*Stated goal a:*
Copy out, unchanged, the rows that run from the line containing "locate: shallow water" through the last line of the rows, both ends included.

Wednesday, April 23, 2008

To have and have not: Aravind Adiga's The White Tiger

The jacket of Aravind Adiga’s debut novel The White Tiger carries a blurb by Pakistani author Mohsin Hamid, and reading the book it struck me that the narrative framework is similar to that of Hamid’s The Reluctant Fundamentalist. That novella took the form of a (possibly imaginary) monologue directed by the narrator, a Pakistani who has returned home from the US, to an American tourist in Lahore. In The White Tiger, the narrator is a man named Balram Halwai, who introduces himself as a Bangalore-based entrepreneur; his epistolary narrative is addressed to no less than the Chinese Premier, Wen Jiabao, who is visiting India to learn about how business is conducted in this large, “shining” democracy. But Balram has other, darker revelations to make about his country, the sort that a visiting dignitary would be shielded from.

A deeper connection between The Reluctant Fundamentalist and The White Tiger is that both books are about men who become restless and discontented as they learn about the huge gap that separates the world they come from and the world they aspire to (in the first book the gap is cultural, in the second it’s one of class), and how they are perceived by the privileged members of that other world. But while Hamid’s protagonist Changez becomes defensive and parochial about his identity, fiercely rejecting the other side, Balram decides to bridge the divide between himself, a lower-class man, and the rich “masters” in front of whom he has so far been grovelling. He is determined “to know, just for a day, just for an hour, just for a minute, what it means not to be a servant”.

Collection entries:

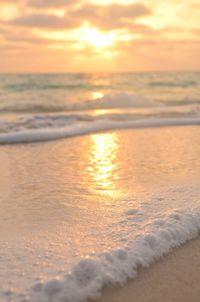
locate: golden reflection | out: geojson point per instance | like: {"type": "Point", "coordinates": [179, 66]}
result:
{"type": "Point", "coordinates": [102, 170]}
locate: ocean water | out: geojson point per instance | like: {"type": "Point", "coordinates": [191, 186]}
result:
{"type": "Point", "coordinates": [44, 107]}
{"type": "Point", "coordinates": [87, 211]}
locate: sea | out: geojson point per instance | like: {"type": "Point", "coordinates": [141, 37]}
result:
{"type": "Point", "coordinates": [99, 177]}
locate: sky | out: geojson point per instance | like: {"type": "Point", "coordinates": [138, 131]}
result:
{"type": "Point", "coordinates": [99, 36]}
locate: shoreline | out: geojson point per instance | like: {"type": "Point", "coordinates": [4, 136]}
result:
{"type": "Point", "coordinates": [173, 278]}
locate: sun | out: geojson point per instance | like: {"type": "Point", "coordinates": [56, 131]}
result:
{"type": "Point", "coordinates": [96, 38]}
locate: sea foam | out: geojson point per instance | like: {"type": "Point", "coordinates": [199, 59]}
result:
{"type": "Point", "coordinates": [90, 275]}
{"type": "Point", "coordinates": [52, 129]}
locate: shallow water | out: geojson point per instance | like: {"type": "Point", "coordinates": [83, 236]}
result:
{"type": "Point", "coordinates": [61, 201]}
{"type": "Point", "coordinates": [45, 107]}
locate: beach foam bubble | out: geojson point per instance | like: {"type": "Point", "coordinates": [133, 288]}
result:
{"type": "Point", "coordinates": [87, 278]}
{"type": "Point", "coordinates": [38, 129]}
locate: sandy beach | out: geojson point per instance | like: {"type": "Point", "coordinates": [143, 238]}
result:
{"type": "Point", "coordinates": [131, 196]}
{"type": "Point", "coordinates": [174, 278]}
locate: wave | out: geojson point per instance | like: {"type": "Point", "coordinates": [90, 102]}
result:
{"type": "Point", "coordinates": [183, 84]}
{"type": "Point", "coordinates": [87, 278]}
{"type": "Point", "coordinates": [46, 128]}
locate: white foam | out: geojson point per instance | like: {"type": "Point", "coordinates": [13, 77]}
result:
{"type": "Point", "coordinates": [90, 275]}
{"type": "Point", "coordinates": [119, 100]}
{"type": "Point", "coordinates": [55, 131]}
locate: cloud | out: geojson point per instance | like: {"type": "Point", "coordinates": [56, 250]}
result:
{"type": "Point", "coordinates": [49, 3]}
{"type": "Point", "coordinates": [109, 17]}
{"type": "Point", "coordinates": [44, 21]}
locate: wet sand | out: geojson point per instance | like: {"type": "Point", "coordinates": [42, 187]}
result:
{"type": "Point", "coordinates": [174, 278]}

*Stated goal b:*
Condense the paragraph of the review beginning "A deeper connection between" into a shorter version that keeps its main facts.

*Written answer a:*
locate: shallow water | out: geojson point per instance | like: {"type": "Point", "coordinates": [83, 236]}
result:
{"type": "Point", "coordinates": [61, 201]}
{"type": "Point", "coordinates": [45, 107]}
locate: beach foam bubble | out: geojson point per instance | like: {"type": "Point", "coordinates": [133, 288]}
result:
{"type": "Point", "coordinates": [87, 278]}
{"type": "Point", "coordinates": [38, 129]}
locate: sandy beach | out: geojson point per instance | like: {"type": "Point", "coordinates": [143, 238]}
result:
{"type": "Point", "coordinates": [131, 196]}
{"type": "Point", "coordinates": [174, 278]}
locate: wave | out: geojson point per instance | like: {"type": "Point", "coordinates": [90, 102]}
result:
{"type": "Point", "coordinates": [183, 84]}
{"type": "Point", "coordinates": [87, 278]}
{"type": "Point", "coordinates": [46, 128]}
locate: white foam | out: geojson point per instance | like: {"type": "Point", "coordinates": [13, 77]}
result:
{"type": "Point", "coordinates": [90, 275]}
{"type": "Point", "coordinates": [119, 100]}
{"type": "Point", "coordinates": [55, 131]}
locate: cloud | out: geojson point per instance | like: {"type": "Point", "coordinates": [56, 250]}
result:
{"type": "Point", "coordinates": [49, 3]}
{"type": "Point", "coordinates": [109, 17]}
{"type": "Point", "coordinates": [44, 21]}
locate: wet sand | out: geojson point per instance | like: {"type": "Point", "coordinates": [42, 187]}
result:
{"type": "Point", "coordinates": [174, 278]}

*Written answer b:*
Both The Reluctant Fundamentalist and The White Tiger follow men who grow restless as they discover the gap between their own world and the one they aspire to. In Hamid's book that gap is cultural, and in Adiga's it is one of class. Both men also see how the privileged of that other world perceive them. Hamid's Changez turns defensive and parochial and rejects the other side. Balram, a lower-class man, instead resolves to bridge the divide between himself and the rich "masters" he has groveled before. He wants to know, even briefly, "what it means not to be a servant".